Return every line below exactly as written.

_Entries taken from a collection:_
========================================================================
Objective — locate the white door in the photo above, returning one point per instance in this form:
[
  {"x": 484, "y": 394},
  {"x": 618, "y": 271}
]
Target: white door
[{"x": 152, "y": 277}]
========================================================================
_Output for this task:_
Objective — locate the white door in the photo above, returning one point per instance in this form:
[
  {"x": 484, "y": 394},
  {"x": 618, "y": 271}
]
Target: white door
[{"x": 152, "y": 277}]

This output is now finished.